◆ Written request
Each entry below should be written out exactly as it is, with no pictures.
:: Task material ::
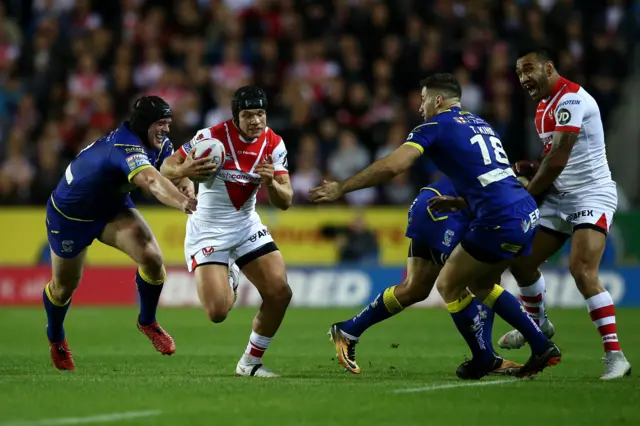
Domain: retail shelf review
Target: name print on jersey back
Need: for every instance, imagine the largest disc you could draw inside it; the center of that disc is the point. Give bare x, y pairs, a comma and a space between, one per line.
230, 198
469, 151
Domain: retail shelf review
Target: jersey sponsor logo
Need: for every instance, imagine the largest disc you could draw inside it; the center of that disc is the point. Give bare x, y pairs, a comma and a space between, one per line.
67, 246
236, 176
134, 149
260, 234
569, 102
511, 248
564, 116
137, 160
582, 213
448, 235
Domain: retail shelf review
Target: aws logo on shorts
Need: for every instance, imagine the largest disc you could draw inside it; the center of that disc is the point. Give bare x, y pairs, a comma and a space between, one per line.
260, 234
448, 234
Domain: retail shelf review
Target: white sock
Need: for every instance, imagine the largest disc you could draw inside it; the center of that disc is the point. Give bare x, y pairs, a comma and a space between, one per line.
256, 347
603, 315
532, 298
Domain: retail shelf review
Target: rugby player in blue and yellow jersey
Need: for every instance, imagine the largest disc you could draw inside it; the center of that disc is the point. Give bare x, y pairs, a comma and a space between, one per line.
433, 236
92, 202
505, 217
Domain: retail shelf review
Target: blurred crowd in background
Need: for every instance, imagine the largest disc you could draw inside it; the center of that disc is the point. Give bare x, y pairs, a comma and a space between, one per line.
341, 75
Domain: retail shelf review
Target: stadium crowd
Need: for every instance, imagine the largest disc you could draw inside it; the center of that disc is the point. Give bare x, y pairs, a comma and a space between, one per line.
342, 75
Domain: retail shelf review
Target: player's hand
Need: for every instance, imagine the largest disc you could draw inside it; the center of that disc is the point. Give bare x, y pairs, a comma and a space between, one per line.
328, 191
266, 170
189, 205
185, 186
199, 168
446, 203
525, 168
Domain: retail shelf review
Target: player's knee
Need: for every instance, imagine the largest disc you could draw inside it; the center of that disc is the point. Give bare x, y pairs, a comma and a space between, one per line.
413, 290
216, 315
151, 261
62, 290
278, 293
525, 274
585, 274
217, 311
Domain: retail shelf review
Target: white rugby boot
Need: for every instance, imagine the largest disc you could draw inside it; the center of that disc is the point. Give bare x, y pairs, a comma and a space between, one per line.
515, 340
244, 368
234, 280
616, 366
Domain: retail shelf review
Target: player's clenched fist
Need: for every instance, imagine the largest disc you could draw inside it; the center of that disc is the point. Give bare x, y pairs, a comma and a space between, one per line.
198, 167
266, 170
327, 192
446, 203
189, 205
526, 168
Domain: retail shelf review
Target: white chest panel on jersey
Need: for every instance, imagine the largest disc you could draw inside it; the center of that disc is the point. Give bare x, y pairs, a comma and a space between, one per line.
573, 109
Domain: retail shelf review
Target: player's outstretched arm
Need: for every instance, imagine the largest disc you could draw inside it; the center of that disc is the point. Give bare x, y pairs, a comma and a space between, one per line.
160, 187
278, 185
381, 171
554, 162
179, 165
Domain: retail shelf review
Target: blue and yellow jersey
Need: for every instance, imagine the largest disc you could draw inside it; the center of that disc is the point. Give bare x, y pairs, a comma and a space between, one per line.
97, 182
467, 149
440, 231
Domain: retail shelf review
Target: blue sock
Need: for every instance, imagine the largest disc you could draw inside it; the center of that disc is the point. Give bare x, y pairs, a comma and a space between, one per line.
149, 291
470, 321
55, 315
373, 313
487, 315
509, 309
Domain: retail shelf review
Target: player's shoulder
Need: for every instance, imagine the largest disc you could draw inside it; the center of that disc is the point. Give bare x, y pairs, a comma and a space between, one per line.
442, 186
273, 139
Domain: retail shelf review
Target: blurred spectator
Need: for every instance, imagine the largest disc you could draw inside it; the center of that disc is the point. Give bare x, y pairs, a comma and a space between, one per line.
341, 73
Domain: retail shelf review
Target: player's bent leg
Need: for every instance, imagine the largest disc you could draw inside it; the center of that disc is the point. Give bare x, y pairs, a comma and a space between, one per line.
587, 247
130, 233
265, 268
216, 297
470, 263
532, 286
421, 276
66, 275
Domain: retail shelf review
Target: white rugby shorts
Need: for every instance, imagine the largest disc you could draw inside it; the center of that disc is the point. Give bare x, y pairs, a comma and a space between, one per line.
591, 205
207, 244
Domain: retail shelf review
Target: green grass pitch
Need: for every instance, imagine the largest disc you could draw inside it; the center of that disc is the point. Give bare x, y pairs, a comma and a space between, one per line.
119, 373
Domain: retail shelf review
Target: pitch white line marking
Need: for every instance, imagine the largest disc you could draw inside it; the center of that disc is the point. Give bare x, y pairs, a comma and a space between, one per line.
100, 418
454, 385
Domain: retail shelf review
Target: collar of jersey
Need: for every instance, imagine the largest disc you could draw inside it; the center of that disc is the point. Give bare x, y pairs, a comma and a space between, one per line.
559, 85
:::
◆ Problem solution
Domain: retail shelf review
Target: name print on jersey back
Need: for every instance, imagine the largest disc you could draw inside it; the center of that disc is the point. Give bare x, y pairs, a comma and a space between, one per line.
230, 198
469, 151
Domain: retail shelf review
Target: jersey sponsor logo
Need: for every instance, imagine the largest disc you could draw inside it; the center of that disc is the point. Give bare x, y pairs, a comma and a space between, one per line.
67, 246
236, 176
134, 149
260, 234
569, 102
511, 248
564, 116
137, 160
582, 213
448, 235
Domain: retail shelf review
Target: aws logo on shorts
Need: for every instance, imagine the largest disc you could draw inside it; the center of that disc is the point. Give bare x, y pairs, a comma and a space between, one per line.
260, 234
448, 234
Domain: retail shelf review
Target: white sock
Need: for every instance, imagine the largest disc you could draw inside it; the center of that disc is the point. Give bare x, y pairs, a comma and a space between, one per line.
256, 347
603, 315
532, 298
Domain: retail shelf review
Target: rugby player in blue and yellow jersey
Need: for every instance, imagine the largest disc you could draw inside it; the center of that disc is the point. Give bare x, y pairs, a comma and a space between, one per line.
433, 236
92, 202
505, 217
Domain: retail shelf review
Target: blurred crowd in background
Need: for every instance, imagine the largest disc you could draw inside it; the center of that disc is the point. Give bare x, y pairs, a comma and a space between, one per line.
341, 75
Domain: retail shelf review
Target: stadium crowd
Need: for every instance, imagine the largest disc you could draw inside it; the center of that disc is the point. Give bare x, y pairs, a comma and a space between, one per line.
342, 75
Domain: retail shelf review
Target: player's hand
Need: for every instance, imagine the largest disc you could draw inside it; the center of that disc is the point. Give bare x, y pairs, a comma and a space between, one per line.
328, 191
266, 170
189, 205
185, 186
199, 168
446, 203
525, 168
Domain: retail shelf review
Target: player's knee
Need: for every instance, imagine the largest disc you could draw inside it; the center of that disc is the point. Give bare x, y pairs, a comma and a space between, one per line.
413, 290
216, 315
151, 261
62, 290
278, 293
525, 274
585, 274
217, 311
Domain: retail shelf review
Target: white rugby boot
Need: for every instance, imagine the largest disc you could draw inside it; the center of that disc is the point. Give bare x, y pairs, a comma and a space between, one per line.
515, 340
244, 368
234, 280
616, 366
Domain: retail shelf review
Target: player's clenched fist
Need: for every instance, imagine the largest disc you could draw inside it; the center of that disc is the point. Give bare x, y pairs, a comma and a space between, one per line.
198, 167
266, 170
327, 192
446, 203
189, 205
526, 168
Domain: retail shelf review
Target: white chest panel on jersey
Need: for every instance, imagine the largest disc you could draw inside it; the center of that disc is the point. Give bare x, y pairs, a comma and a space between, one per line.
573, 109
Domain: retail shelf review
Target: player's outstretched arm
Need: for every instance, imagine the largest disc you could draw inside it; the center of that disc is the point. Give bare x, y pairs, a comma and a space between, one per line.
160, 187
278, 185
381, 171
554, 162
179, 165
Domain: retail shelf review
Target: blue and yellow jersey
Need: for every instance, imagine the largest disc you could draw inside it; the center of that disc is the point. Give bare x, y pairs, a comma and a space between, one per line.
97, 182
467, 149
440, 231
Domain: retail shelf review
Target: blue sock
Need: for every instance, imagine the largest disc you could draw inside it; the center of that disc is the point. Give bare x, y pairs, a comma and a space between, one per line.
149, 291
470, 321
55, 315
373, 313
487, 315
509, 309
Domain: retail shelf review
Target: player's shoulder
Need: for every instance, imagine the largest disc you could draw inside it; the center of that disc is the point. Give bare x, y pairs, a comma and a space between, one per line.
442, 186
273, 139
Domain: retail shelf review
Target: blurred spectator
Need: for every instance, imagine the largest disc you could draw inside it; the center of that disc is the point. Give bare x, y pairs, a comma and a space between, one per line.
341, 73
Domain: retail shelf review
Target: player's bent leg
Need: for every instance, imagine the largest disc you could draw inside it; the center of that disc is the point. Give bare x, y pairs, a comma and a space between, one per line.
587, 247
130, 233
265, 268
216, 297
470, 263
532, 286
421, 276
66, 275
Domain: retail shelf review
Target: white rugby shorts
Need: for every instance, imagine the largest disc you could draw inside it; the center of that disc is the point. Give bare x, y pairs, a comma and a space between, one per line.
591, 205
207, 244
Domain: retail shelf review
Target: green grass pitch
Need: for every instance, imagine the largest disc you could draw inside it; the center of that disc is the point. Give bare x, y pairs, a comma and a space between, one per line.
119, 373
Domain: retail shelf review
Target: pitch white line marking
Need: for every instance, imagine the largest disc you could draw inside it; the center of that disc is the point. Give bare x, y pairs, a comma and a space between, one per line.
100, 418
454, 385
Domain: retail shelf review
Target: collar of jersey
Need: for every instance, imagine the largest disc you could draw inside it; the center of that disc is the point. Give bare x, y pairs, a comma and a space between, one per line.
559, 85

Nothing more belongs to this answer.